- [Provided records]
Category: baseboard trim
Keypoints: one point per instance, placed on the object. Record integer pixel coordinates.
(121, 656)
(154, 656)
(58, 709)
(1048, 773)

- [Task prompt] All lines from the one containing "Keypoints: one point" through the final line of the records above are to be set down exactly, and no other line is to appear.

- [Output for this task]
Keypoints: one point per instance, placed on the object. Record integer pixel coordinates.
(121, 656)
(154, 656)
(58, 709)
(1048, 773)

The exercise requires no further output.